-- begin SOURCE DOCUMENT --

Trotsky noted the connection between the Stalinists’ retreat into the countryside after 1927–28 and their previous subordination of the proletariat to the national bourgeoisie between 1925–27. Regardless of the episodic successes of the Red Army, he refused to accept as legitimate the Stalinists’ attempt to substitute the peasantry for the proletariat as the social foundation of the revolutionary socialist movement. Moreover, contrary to what Banda says, in considering the consequences of the victory of the peasant army, Trotsky did not speak of a conflict between the “working-class wing” of the CCP and its peasant and bureaucratic wing. That was an invention of Banda who was attempting to portray Mao as the leader of the proletarian elements inside the CCP. What Trotsky really spoke of was the danger that the peasant-based CCP could be transformed into an open enemy of the proletariat, inciting the peasantry against the Marxist vanguard represented by the Chinese Trotskyists.

-- end SOURCE DOCUMENT --
-- begin ROWS --

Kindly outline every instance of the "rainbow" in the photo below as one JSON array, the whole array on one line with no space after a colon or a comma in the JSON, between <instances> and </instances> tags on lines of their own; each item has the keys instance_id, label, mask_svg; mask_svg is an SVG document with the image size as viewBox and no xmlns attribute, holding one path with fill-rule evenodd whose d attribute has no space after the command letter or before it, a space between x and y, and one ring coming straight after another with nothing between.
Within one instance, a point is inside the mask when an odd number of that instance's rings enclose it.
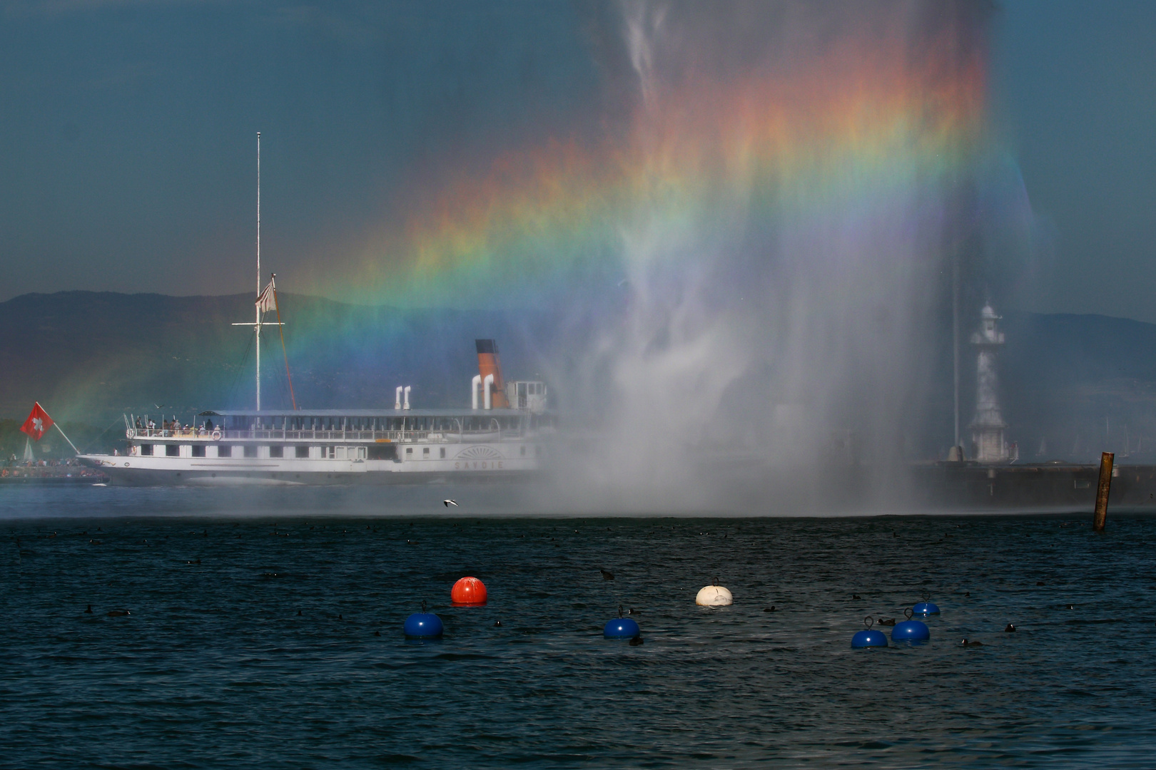
<instances>
[{"instance_id":1,"label":"rainbow","mask_svg":"<svg viewBox=\"0 0 1156 770\"><path fill-rule=\"evenodd\" d=\"M949 184L985 132L985 62L944 39L850 37L786 72L659 83L630 128L496 157L407 212L325 293L365 304L513 306L617 279L623 232L822 216ZM688 259L668 254L670 259ZM661 259L661 257L660 257ZM353 289L351 289L353 287Z\"/></svg>"}]
</instances>

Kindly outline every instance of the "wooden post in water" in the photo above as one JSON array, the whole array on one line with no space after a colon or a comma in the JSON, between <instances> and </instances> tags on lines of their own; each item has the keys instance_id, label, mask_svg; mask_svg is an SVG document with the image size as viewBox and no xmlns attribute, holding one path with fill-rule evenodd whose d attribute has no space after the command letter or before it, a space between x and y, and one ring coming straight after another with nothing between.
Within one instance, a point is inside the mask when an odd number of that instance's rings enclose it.
<instances>
[{"instance_id":1,"label":"wooden post in water","mask_svg":"<svg viewBox=\"0 0 1156 770\"><path fill-rule=\"evenodd\" d=\"M1112 461L1116 455L1105 451L1099 456L1099 485L1096 487L1096 513L1091 519L1091 531L1103 532L1107 518L1107 492L1112 487Z\"/></svg>"}]
</instances>

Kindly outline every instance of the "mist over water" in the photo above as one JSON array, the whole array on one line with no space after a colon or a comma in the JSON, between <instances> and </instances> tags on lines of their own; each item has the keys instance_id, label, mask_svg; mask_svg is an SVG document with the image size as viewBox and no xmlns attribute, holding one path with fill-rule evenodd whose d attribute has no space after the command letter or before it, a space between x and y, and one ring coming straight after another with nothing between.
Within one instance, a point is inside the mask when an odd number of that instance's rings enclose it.
<instances>
[{"instance_id":1,"label":"mist over water","mask_svg":"<svg viewBox=\"0 0 1156 770\"><path fill-rule=\"evenodd\" d=\"M639 2L606 24L642 171L616 307L553 373L570 426L596 416L606 440L563 462L627 507L717 502L738 465L772 508L844 499L861 465L845 502L885 501L933 433L976 237L986 9Z\"/></svg>"}]
</instances>

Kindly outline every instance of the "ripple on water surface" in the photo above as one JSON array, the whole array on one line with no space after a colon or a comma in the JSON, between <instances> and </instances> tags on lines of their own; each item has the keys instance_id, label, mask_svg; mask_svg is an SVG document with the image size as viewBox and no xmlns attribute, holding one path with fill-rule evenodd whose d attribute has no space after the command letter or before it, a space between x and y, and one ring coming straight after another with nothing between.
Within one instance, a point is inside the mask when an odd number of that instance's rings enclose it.
<instances>
[{"instance_id":1,"label":"ripple on water surface","mask_svg":"<svg viewBox=\"0 0 1156 770\"><path fill-rule=\"evenodd\" d=\"M1156 749L1149 517L1103 537L1083 515L192 518L149 517L181 491L77 494L3 524L3 767L1141 768ZM450 605L462 575L486 606ZM716 578L734 605L696 606ZM850 648L924 593L929 644ZM445 637L407 642L423 599ZM620 605L643 644L602 638Z\"/></svg>"}]
</instances>

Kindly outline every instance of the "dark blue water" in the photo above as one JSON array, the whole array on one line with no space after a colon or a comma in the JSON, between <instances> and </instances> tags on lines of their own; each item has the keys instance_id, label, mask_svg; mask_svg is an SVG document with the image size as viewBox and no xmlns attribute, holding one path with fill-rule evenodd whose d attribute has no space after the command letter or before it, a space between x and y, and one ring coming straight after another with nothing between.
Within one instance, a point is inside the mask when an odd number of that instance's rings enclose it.
<instances>
[{"instance_id":1,"label":"dark blue water","mask_svg":"<svg viewBox=\"0 0 1156 770\"><path fill-rule=\"evenodd\" d=\"M1153 767L1154 518L334 494L0 488L0 767ZM696 607L716 577L735 604ZM929 644L850 649L924 592ZM407 643L423 599L445 637ZM643 645L602 638L620 604Z\"/></svg>"}]
</instances>

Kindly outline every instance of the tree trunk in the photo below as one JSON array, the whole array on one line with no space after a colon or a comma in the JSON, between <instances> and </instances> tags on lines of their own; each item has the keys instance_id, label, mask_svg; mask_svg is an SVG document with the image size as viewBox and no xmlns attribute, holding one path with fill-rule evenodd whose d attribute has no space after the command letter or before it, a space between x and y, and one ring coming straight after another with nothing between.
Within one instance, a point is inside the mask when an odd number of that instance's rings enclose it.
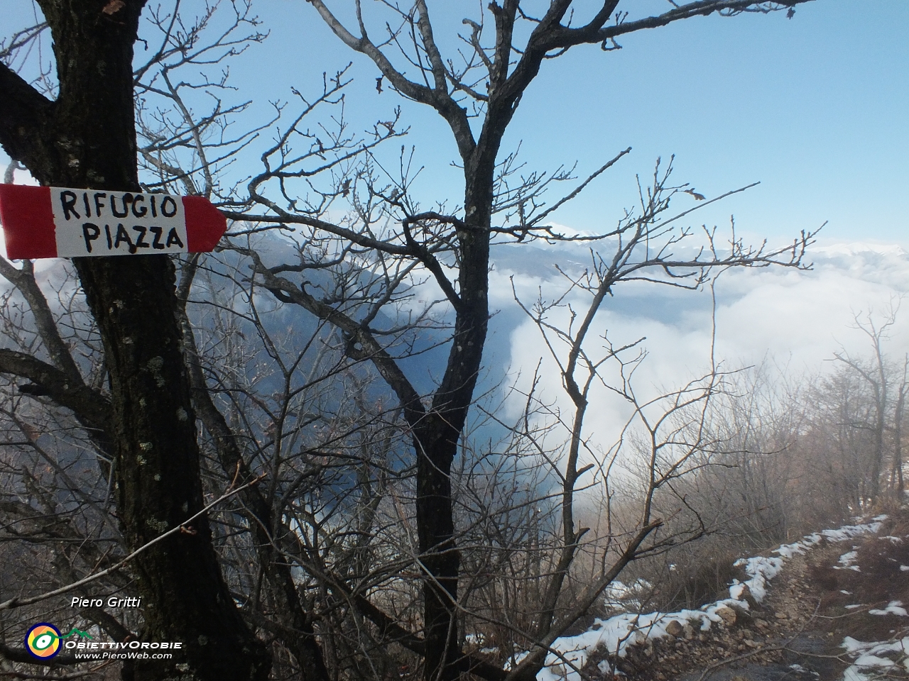
<instances>
[{"instance_id":1,"label":"tree trunk","mask_svg":"<svg viewBox=\"0 0 909 681\"><path fill-rule=\"evenodd\" d=\"M133 43L144 3L41 0L60 93L48 102L0 70L0 142L43 184L139 191ZM167 256L75 261L110 372L116 500L127 548L203 508L195 418ZM265 679L265 646L222 578L203 518L140 554L144 641L182 642L173 659L135 660L135 679Z\"/></svg>"}]
</instances>

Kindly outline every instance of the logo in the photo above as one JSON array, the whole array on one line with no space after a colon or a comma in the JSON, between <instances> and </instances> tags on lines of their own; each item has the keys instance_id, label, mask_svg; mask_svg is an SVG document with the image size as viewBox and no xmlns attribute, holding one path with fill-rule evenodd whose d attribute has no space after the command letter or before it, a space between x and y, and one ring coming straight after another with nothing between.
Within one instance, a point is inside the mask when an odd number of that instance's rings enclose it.
<instances>
[{"instance_id":1,"label":"logo","mask_svg":"<svg viewBox=\"0 0 909 681\"><path fill-rule=\"evenodd\" d=\"M28 652L39 659L49 659L60 652L60 640L68 638L74 634L91 638L88 634L73 628L68 634L62 635L60 629L47 622L39 622L25 634L25 647Z\"/></svg>"}]
</instances>

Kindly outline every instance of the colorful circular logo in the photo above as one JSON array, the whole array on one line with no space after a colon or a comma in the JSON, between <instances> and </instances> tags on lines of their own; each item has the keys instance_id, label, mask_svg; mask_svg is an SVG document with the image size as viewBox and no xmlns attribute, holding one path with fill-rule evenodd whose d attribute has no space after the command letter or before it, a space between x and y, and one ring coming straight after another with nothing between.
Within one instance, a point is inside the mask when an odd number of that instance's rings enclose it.
<instances>
[{"instance_id":1,"label":"colorful circular logo","mask_svg":"<svg viewBox=\"0 0 909 681\"><path fill-rule=\"evenodd\" d=\"M40 622L25 634L25 647L35 657L47 659L60 652L60 629L52 624Z\"/></svg>"}]
</instances>

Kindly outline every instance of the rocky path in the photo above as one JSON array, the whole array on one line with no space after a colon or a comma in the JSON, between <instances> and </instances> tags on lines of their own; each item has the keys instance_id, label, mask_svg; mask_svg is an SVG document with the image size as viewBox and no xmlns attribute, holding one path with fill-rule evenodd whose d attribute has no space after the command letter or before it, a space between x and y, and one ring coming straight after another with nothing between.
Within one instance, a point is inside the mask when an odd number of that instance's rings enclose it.
<instances>
[{"instance_id":1,"label":"rocky path","mask_svg":"<svg viewBox=\"0 0 909 681\"><path fill-rule=\"evenodd\" d=\"M822 540L792 556L762 602L750 598L748 610L716 611L722 625L707 631L667 627L672 636L629 646L611 662L635 681L909 679L903 604L909 606L905 510L890 514L876 535ZM596 662L592 656L587 671L603 678ZM876 666L861 666L867 662Z\"/></svg>"}]
</instances>

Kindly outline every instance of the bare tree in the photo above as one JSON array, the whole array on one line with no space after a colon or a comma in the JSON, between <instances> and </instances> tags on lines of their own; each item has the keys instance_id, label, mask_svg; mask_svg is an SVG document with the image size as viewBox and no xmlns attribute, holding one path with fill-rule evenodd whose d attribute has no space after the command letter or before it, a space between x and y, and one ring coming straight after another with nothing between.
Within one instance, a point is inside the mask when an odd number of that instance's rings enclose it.
<instances>
[{"instance_id":1,"label":"bare tree","mask_svg":"<svg viewBox=\"0 0 909 681\"><path fill-rule=\"evenodd\" d=\"M460 581L475 575L462 569L464 528L458 528L453 479L483 368L490 250L504 242L570 241L547 219L628 150L547 205L545 191L570 181L570 173L523 174L516 153L503 157L503 136L544 61L568 49L600 44L608 51L626 34L714 12L788 8L791 14L801 1L693 2L632 19L611 1L574 25L570 0L551 3L541 17L525 13L516 0L493 3L465 20L460 37L467 51L455 65L443 56L423 0L385 4L390 28L379 42L370 37L358 2L355 35L321 0L312 0L332 31L375 64L380 87L387 81L405 99L433 107L452 130L464 171L463 204L446 209L445 197L426 210L411 192L415 171L406 154L402 152L399 172L389 173L372 153L402 133L397 114L362 139L350 133L343 115L332 125L307 127L323 105L343 105L344 71L325 78L315 98L299 96L298 112L262 151L264 167L244 195L233 183L221 183L231 160L271 121L234 133L231 118L245 103L225 104L225 83L217 78L175 74L218 64L262 40L248 3L225 5L233 13L229 30L207 41L203 35L215 5L192 21L179 15L179 3L170 12L146 11L150 56L134 64L144 2L41 0L46 25L17 34L0 52L0 142L11 157L45 184L202 193L240 221L216 264L195 257L177 263L153 256L75 261L86 303L85 311L74 311L83 320L75 340L91 348L90 361L83 362L61 334L74 317L67 311L55 318L31 264L4 269L25 301L29 321L19 324L28 330L25 340L16 340L20 347L0 350L0 370L31 381L25 393L32 398L72 411L85 446L97 456L97 482L105 483L95 487L95 496L105 489L105 503L93 508L95 525L86 520L73 528L73 540L115 518L123 541L112 555L102 554L105 560L148 547L131 564L136 581L130 583L145 603L136 633L145 640L187 642L183 660L139 661L126 673L265 678L269 661L260 639L267 637L278 668L305 678L327 678L329 667L362 674L364 666L372 666L374 676L391 675L394 646L421 660L427 679L466 673L494 681L534 676L554 637L646 550L644 542L659 524L646 502L618 558L577 602L560 609L583 534L574 528L574 495L584 472L579 457L587 395L600 361L587 355L584 340L600 306L622 281L658 279L697 288L714 268L801 266L811 234L784 249L752 249L734 234L721 245L708 232L702 250L677 256L679 240L690 233L674 225L687 211L665 217L669 200L683 192L699 195L687 185L669 185L668 173L657 173L653 185L642 189L640 213L629 212L618 227L591 239L617 245L608 254L592 254L591 271L573 281L575 290L591 296L590 307L580 326L561 336L549 330L569 349L563 377L574 407L559 528L549 545L558 558L543 592L542 617L524 632L532 653L506 673L494 659L467 649L459 635L465 607ZM487 22L494 32L484 29ZM13 59L48 30L56 80L39 69L29 84L15 73ZM519 44L524 35L529 37ZM207 108L195 102L199 93L210 95ZM281 107L278 115L288 117ZM275 242L256 241L269 226L285 235L296 230L293 260ZM243 269L247 265L251 274ZM196 282L200 271L208 272L205 285ZM194 300L193 291L212 291L217 278L225 282L222 292L242 300L239 308L217 296ZM301 309L316 320L315 331L282 335L270 329L257 295L263 288L276 301L269 314ZM415 306L417 300L429 302ZM194 318L197 305L211 308L207 320ZM11 309L10 319L17 314ZM255 349L232 345L235 331L253 334ZM435 348L447 351L447 360L427 388L408 360ZM258 365L250 365L260 359L265 363L257 371ZM250 374L232 371L237 363ZM393 400L372 399L365 387L371 385L366 363L390 388ZM670 410L707 400L715 390L714 378L690 387L691 400L679 393ZM311 411L310 405L317 407ZM10 422L19 414L11 410ZM701 419L693 418L689 425ZM656 472L646 499L690 456L683 448L676 463L660 459L662 423L650 430L651 470ZM27 428L15 427L27 435ZM19 437L13 441L27 444L16 447L41 456L40 442ZM474 450L484 458L488 453ZM695 450L692 444L687 451ZM23 489L27 479L16 475ZM76 482L65 489L78 497ZM199 515L207 508L206 493L221 498L225 489L235 489L230 498L236 507ZM33 521L35 508L71 512L73 507L45 508L39 497L25 495L25 508L9 512ZM112 498L115 510L107 503ZM514 510L534 508L534 498L527 494ZM95 497L78 501L97 505ZM195 519L185 532L158 541L188 518ZM473 520L465 525L475 527ZM46 531L33 528L33 534ZM115 535L113 528L105 531ZM82 561L82 556L70 560L74 577L97 568ZM15 601L5 605L11 608ZM123 623L119 629L108 626L121 639L130 635Z\"/></svg>"}]
</instances>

-- end ROWS --

PROBLEM STATEMENT: Return the full passage on Trotsky and the Chinese Communist Party verbatim, with no changes.

SOLVED PROBLEM:
Trotsky noted the connection between the Stalinists’ retreat into the countryside after 1927–28 and their previous subordination of the proletariat to the national bourgeoisie between 1925–27. Regardless of the episodic successes of the Red Army, he refused to accept as legitimate the Stalinists’ attempt to substitute the peasantry for the proletariat as the social foundation of the revolutionary socialist movement. Moreover, contrary to what Banda says, in considering the consequences of the victory of the peasant army, Trotsky did not speak of a conflict between the “working-class wing” of the CCP and its peasant and bureaucratic wing. That was an invention of Banda who was attempting to portray Mao as the leader of the proletarian elements inside the CCP. What Trotsky really spoke of was the danger that the peasant-based CCP could be transformed into an open enemy of the proletariat, inciting the peasantry against the Marxist vanguard represented by the Chinese Trotskyists.